• _Recorded data_:
------------------------------------------------------------
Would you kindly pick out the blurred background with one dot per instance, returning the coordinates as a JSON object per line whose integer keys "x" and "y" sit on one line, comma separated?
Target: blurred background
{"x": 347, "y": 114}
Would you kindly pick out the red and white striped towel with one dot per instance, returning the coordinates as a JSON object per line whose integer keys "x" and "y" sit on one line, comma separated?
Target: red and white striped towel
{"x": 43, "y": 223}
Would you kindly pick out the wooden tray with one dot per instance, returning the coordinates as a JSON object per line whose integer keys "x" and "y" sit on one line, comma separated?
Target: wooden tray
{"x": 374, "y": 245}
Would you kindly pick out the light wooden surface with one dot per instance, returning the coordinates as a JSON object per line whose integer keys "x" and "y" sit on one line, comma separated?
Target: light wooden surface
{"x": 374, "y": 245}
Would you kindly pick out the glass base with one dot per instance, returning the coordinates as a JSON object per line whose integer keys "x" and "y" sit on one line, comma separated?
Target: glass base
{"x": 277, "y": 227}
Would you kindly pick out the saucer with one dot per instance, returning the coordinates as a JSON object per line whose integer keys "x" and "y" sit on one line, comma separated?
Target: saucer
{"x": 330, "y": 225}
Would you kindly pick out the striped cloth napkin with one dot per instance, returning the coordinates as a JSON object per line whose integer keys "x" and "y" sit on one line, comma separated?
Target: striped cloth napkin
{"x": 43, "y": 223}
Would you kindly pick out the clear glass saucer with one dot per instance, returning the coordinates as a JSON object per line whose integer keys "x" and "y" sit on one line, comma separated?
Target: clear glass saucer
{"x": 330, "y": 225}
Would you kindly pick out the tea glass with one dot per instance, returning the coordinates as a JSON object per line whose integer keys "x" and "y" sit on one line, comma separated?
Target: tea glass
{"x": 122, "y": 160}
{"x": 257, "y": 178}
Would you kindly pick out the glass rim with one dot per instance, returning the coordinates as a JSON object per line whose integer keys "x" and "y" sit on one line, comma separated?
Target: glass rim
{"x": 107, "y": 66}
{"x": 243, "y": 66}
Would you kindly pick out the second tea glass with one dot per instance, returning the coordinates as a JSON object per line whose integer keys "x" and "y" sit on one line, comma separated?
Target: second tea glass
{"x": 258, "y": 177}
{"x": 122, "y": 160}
------------------------------------------------------------
• _Activity_:
Print the data above again, with nothing altered and nothing left out.

• _Answer section_:
Would you kindly pick out the blurred background with one dot per instance, returning the coordinates as a JSON object per line whose integer keys "x" and "y" sit on one line, comma separated?
Target: blurred background
{"x": 347, "y": 114}
Would you kindly pick out the red and white striped towel with one dot per instance, returning the coordinates as a JSON object per line whose integer keys "x" and "y" sit on one line, comma separated?
Target: red and white striped towel
{"x": 43, "y": 223}
Would you kindly pick out the wooden tray with one dot per instance, returning the coordinates as a JSON object per line whose integer keys "x" and "y" sit on one line, comma separated?
Target: wooden tray
{"x": 374, "y": 245}
Would you kindly pick out the light wooden surface with one dot per instance, returning the coordinates as a JSON object per line whose integer keys "x" and "y" sit on one line, comma separated?
Target: light wooden surface
{"x": 374, "y": 245}
Would you kindly pick out the glass base with one dot per instance, returning the coordinates as a JSON object per line whose integer keys "x" and "y" sit on one line, comma separated?
Target: glass base
{"x": 277, "y": 227}
Would you kindly pick out the saucer with one dot per instance, returning the coordinates as a JSON object per line whose integer keys "x" and "y" sit on one line, comma separated?
Target: saucer
{"x": 330, "y": 225}
Would you kindly pick out the striped cloth napkin with one dot per instance, returning the coordinates as a JSON object per line whose integer keys "x" and "y" sit on one line, comma separated?
Target: striped cloth napkin
{"x": 43, "y": 223}
Would you kindly pick out the clear glass saucer with one dot per instance, returning the coordinates as a JSON object per line whose integer keys "x" and "y" sit on one line, comma separated?
Target: clear glass saucer
{"x": 330, "y": 225}
Would you kindly pick out the tea glass with one dot per instance, returning the coordinates as a JSON object per line whose integer keys "x" and "y" sit on one line, comma separated?
Target: tea glass
{"x": 122, "y": 160}
{"x": 257, "y": 178}
Would you kindly pick out the glass rim with one dot per instance, returning the coordinates as a JSON object per line whose integer keys "x" and "y" sit on one line, comma separated?
Target: glass rim
{"x": 107, "y": 66}
{"x": 243, "y": 66}
Would you kindly pick out the second tea glass with one dot per instance, returning the coordinates as a JSON object per line whose integer keys "x" and "y" sit on one line, comma separated?
Target: second tea glass
{"x": 258, "y": 177}
{"x": 122, "y": 160}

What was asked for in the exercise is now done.